_Given exercise_
Reproduce the lines below, starting with the first one and going on through the line that contains "(1215, 293)", requests included, and stop there. In the answers, multiply every coordinate by 1.5 and round to a whole number, with halves rounding up.

● ● ● ●

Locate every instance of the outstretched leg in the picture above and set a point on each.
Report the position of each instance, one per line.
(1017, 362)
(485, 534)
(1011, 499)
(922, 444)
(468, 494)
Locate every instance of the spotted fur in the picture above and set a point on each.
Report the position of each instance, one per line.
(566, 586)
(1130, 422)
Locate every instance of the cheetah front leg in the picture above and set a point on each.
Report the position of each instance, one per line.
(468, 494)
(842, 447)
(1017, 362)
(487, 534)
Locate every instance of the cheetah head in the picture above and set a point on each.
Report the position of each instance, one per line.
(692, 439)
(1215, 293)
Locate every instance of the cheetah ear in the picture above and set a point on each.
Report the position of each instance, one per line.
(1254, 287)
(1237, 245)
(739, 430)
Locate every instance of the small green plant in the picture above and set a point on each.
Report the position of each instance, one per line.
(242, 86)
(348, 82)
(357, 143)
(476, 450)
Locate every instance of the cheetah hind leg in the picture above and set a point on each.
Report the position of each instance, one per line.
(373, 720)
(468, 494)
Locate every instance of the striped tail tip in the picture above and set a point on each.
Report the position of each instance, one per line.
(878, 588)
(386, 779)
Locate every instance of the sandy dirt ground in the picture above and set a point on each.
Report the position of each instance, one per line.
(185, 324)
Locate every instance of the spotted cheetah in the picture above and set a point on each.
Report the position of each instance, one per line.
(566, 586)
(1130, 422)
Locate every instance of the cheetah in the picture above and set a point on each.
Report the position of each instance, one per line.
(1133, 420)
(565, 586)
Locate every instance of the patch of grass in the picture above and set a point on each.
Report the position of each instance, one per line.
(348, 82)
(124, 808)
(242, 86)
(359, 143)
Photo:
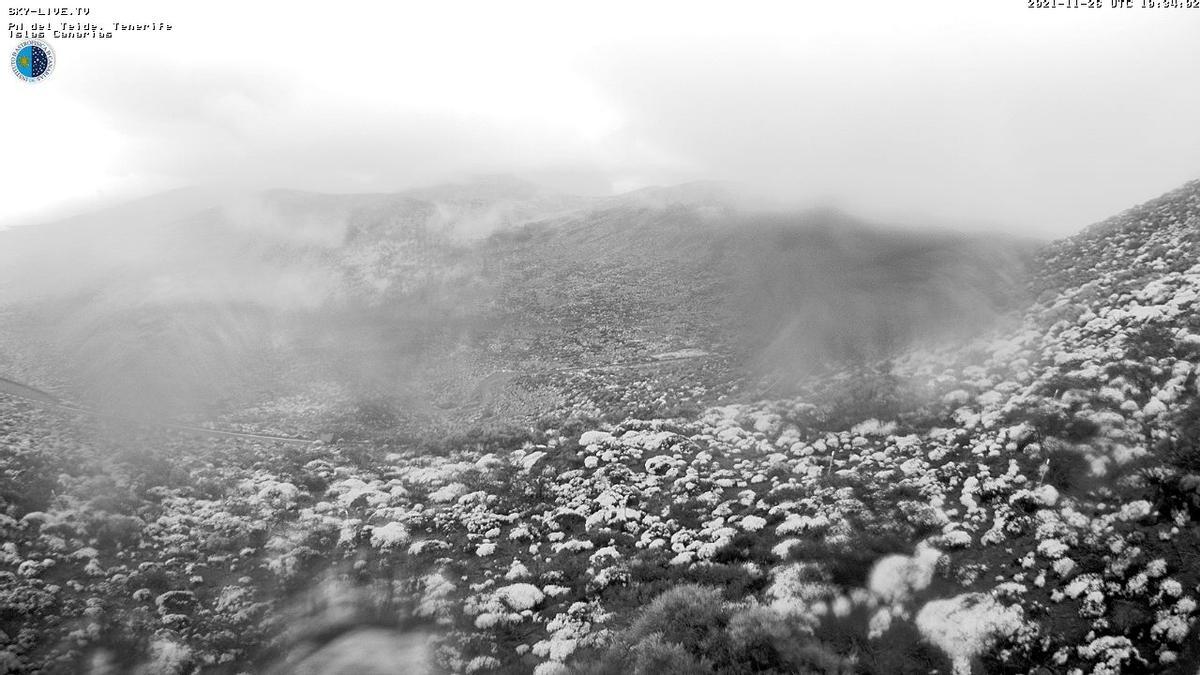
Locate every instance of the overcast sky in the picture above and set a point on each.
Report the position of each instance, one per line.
(976, 113)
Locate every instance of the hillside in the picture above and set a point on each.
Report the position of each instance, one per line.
(397, 300)
(1019, 500)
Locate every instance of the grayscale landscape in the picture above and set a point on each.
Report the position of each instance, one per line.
(829, 377)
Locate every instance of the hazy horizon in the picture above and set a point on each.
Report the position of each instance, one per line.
(983, 117)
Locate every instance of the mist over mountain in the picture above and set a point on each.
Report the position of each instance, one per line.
(192, 303)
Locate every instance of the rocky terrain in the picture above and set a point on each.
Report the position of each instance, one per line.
(1018, 500)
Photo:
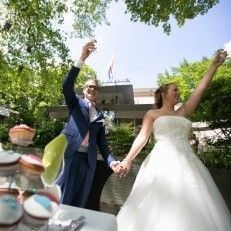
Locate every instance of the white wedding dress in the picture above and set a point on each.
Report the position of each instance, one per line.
(173, 190)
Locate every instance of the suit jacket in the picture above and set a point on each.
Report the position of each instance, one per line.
(79, 124)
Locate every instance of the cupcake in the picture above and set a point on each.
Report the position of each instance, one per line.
(11, 211)
(31, 163)
(21, 134)
(14, 192)
(8, 157)
(38, 210)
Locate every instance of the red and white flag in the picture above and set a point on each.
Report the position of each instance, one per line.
(111, 65)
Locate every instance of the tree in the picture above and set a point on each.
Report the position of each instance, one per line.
(30, 92)
(32, 32)
(214, 108)
(155, 12)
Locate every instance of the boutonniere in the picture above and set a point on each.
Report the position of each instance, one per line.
(102, 121)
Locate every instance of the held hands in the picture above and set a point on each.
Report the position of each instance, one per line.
(88, 48)
(121, 168)
(219, 57)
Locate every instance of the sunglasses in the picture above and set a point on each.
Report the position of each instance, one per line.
(92, 87)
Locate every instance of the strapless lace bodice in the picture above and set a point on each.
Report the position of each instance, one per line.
(172, 128)
(173, 188)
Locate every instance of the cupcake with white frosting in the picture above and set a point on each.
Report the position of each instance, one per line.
(11, 211)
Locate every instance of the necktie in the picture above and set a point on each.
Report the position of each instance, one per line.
(92, 112)
(92, 116)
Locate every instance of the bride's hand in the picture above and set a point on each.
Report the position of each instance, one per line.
(219, 57)
(126, 166)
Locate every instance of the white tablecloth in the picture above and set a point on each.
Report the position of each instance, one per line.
(95, 221)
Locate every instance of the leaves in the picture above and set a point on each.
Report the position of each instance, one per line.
(214, 108)
(159, 12)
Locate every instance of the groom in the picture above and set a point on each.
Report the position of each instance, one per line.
(85, 131)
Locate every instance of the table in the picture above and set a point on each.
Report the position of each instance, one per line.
(95, 221)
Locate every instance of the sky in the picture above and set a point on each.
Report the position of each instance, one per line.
(142, 52)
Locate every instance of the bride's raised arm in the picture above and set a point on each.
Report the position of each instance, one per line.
(191, 104)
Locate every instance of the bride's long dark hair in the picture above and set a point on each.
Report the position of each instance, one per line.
(158, 95)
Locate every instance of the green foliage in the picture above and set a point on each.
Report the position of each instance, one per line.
(121, 138)
(33, 33)
(30, 92)
(214, 109)
(155, 12)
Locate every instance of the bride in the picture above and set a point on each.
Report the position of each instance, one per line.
(173, 190)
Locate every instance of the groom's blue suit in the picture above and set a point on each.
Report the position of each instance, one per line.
(79, 167)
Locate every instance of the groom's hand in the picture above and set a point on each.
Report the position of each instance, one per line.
(125, 167)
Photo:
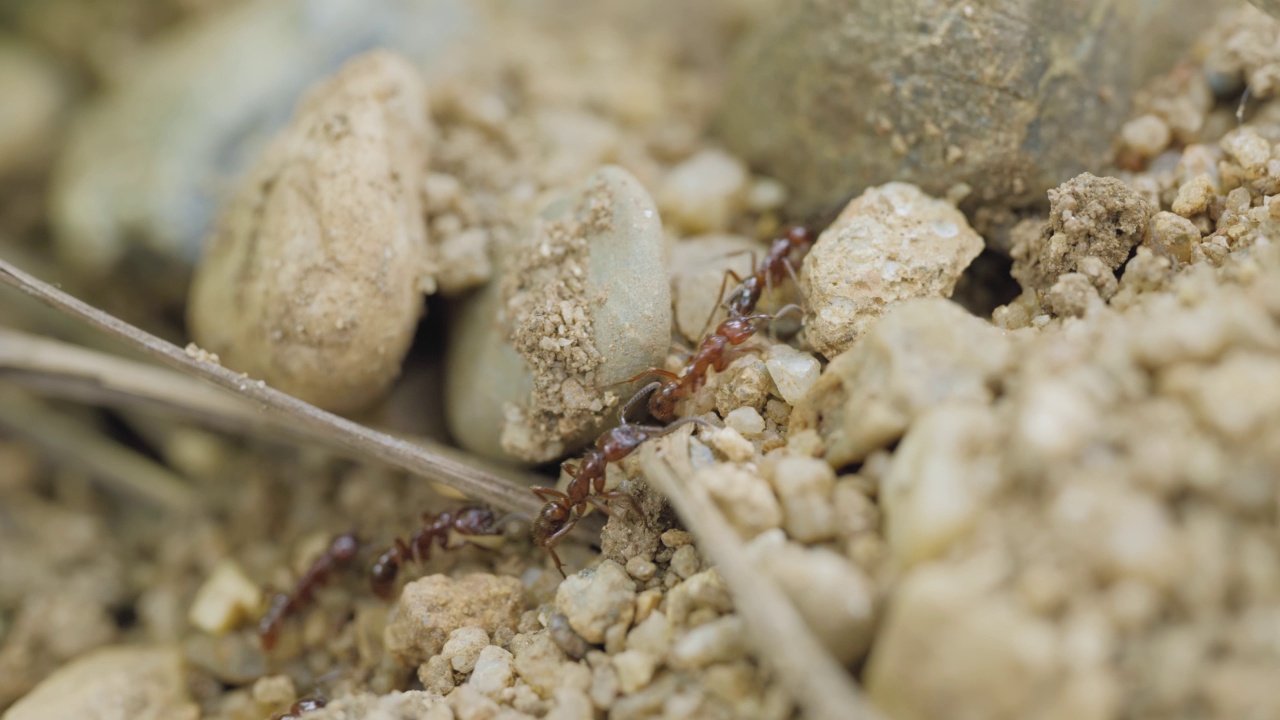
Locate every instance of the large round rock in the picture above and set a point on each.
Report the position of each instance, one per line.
(1006, 96)
(581, 304)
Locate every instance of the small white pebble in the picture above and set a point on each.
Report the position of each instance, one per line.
(685, 561)
(745, 420)
(732, 445)
(792, 370)
(635, 669)
(225, 598)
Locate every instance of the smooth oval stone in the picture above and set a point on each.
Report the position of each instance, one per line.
(581, 302)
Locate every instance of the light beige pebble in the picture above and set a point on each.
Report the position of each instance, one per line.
(635, 669)
(652, 636)
(804, 487)
(225, 600)
(432, 607)
(437, 675)
(744, 497)
(595, 598)
(792, 370)
(571, 703)
(704, 591)
(941, 479)
(1146, 135)
(718, 641)
(113, 683)
(314, 276)
(641, 568)
(746, 422)
(924, 655)
(833, 596)
(685, 561)
(890, 244)
(922, 352)
(1173, 236)
(1194, 196)
(464, 648)
(731, 443)
(675, 538)
(493, 671)
(702, 192)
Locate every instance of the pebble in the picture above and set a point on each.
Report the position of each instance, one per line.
(744, 497)
(890, 244)
(225, 600)
(835, 597)
(113, 683)
(849, 108)
(919, 354)
(635, 669)
(1089, 217)
(696, 267)
(464, 648)
(720, 641)
(312, 278)
(141, 169)
(748, 420)
(595, 598)
(703, 192)
(941, 478)
(685, 561)
(28, 130)
(432, 607)
(804, 487)
(792, 370)
(604, 241)
(493, 671)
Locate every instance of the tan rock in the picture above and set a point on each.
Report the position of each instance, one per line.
(113, 683)
(891, 244)
(922, 352)
(314, 277)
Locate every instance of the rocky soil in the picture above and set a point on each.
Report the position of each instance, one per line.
(1013, 454)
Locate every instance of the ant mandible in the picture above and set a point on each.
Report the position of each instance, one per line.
(565, 509)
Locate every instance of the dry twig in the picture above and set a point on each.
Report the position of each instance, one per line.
(821, 687)
(497, 487)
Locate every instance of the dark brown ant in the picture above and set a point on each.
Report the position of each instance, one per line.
(467, 522)
(339, 552)
(297, 709)
(771, 272)
(565, 509)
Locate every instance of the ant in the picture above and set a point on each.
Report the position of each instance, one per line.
(467, 522)
(339, 552)
(305, 705)
(565, 509)
(771, 272)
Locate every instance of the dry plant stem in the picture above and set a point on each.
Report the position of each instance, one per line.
(481, 484)
(819, 686)
(77, 445)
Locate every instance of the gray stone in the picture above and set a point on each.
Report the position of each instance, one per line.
(1006, 96)
(147, 162)
(580, 304)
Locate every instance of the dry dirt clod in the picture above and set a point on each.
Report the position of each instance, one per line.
(1095, 217)
(433, 607)
(580, 302)
(314, 277)
(890, 244)
(920, 354)
(113, 683)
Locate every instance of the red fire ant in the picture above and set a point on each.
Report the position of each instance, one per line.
(565, 509)
(339, 552)
(305, 705)
(467, 522)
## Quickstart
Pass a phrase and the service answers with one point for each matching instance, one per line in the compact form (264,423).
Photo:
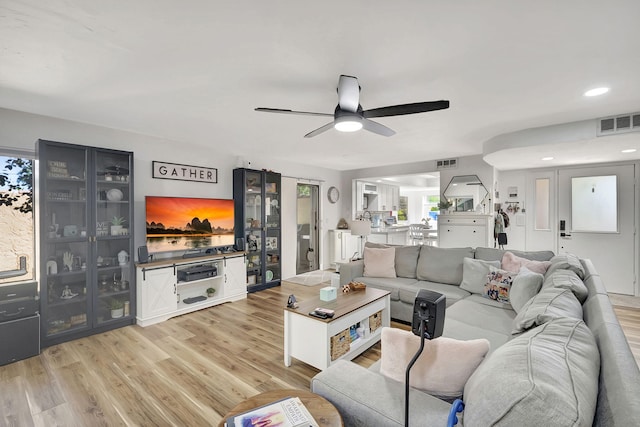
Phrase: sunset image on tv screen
(175,223)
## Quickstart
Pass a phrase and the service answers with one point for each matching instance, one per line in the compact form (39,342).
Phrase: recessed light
(597,91)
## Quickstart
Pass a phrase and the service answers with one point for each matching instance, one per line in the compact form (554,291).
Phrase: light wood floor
(189,370)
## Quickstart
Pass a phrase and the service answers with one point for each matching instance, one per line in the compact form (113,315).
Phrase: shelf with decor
(86,269)
(257,200)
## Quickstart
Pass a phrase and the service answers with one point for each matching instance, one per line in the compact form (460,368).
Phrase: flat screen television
(185,223)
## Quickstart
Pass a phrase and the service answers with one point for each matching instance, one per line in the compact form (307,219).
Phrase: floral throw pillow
(498,284)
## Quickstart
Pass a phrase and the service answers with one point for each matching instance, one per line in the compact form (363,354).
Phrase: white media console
(164,285)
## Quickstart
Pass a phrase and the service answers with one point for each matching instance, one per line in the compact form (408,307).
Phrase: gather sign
(163,170)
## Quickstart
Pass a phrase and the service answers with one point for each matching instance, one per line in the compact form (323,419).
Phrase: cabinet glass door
(253,226)
(112,219)
(272,227)
(65,297)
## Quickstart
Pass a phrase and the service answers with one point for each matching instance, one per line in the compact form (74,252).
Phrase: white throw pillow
(525,286)
(379,262)
(474,274)
(442,369)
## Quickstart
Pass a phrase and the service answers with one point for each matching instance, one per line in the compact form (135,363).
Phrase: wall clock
(333,194)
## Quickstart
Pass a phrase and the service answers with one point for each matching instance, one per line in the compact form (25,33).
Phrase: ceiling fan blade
(283,111)
(319,130)
(348,93)
(402,109)
(376,127)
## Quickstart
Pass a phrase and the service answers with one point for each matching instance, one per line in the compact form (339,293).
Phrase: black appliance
(19,322)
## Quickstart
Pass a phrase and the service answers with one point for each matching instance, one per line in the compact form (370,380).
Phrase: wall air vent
(619,124)
(446,164)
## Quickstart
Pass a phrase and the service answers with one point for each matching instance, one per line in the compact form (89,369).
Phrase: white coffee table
(308,338)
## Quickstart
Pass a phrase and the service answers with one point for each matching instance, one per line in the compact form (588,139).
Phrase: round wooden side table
(322,410)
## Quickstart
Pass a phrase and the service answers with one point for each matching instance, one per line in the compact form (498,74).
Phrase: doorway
(597,219)
(307,212)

● ● ● ●

_The output_
Locate every instance of the outstretched leg in the picture above and set a point on each.
Report the position of each instance, one per line.
(1526, 543)
(728, 801)
(1517, 749)
(1383, 666)
(702, 741)
Locate every instance of the spotted fur in the picture above and set a point on each.
Report the position of each instance, one per line.
(849, 879)
(1695, 633)
Locate every instance of the cheetah front leg in the picture above and set a point on each.
Report the position of each instance, one per line.
(702, 741)
(1263, 671)
(1526, 543)
(731, 801)
Locate every instance of the cheetah head in the picture above and set a point on each.
Report the position of each instance, one per line.
(1038, 659)
(1823, 440)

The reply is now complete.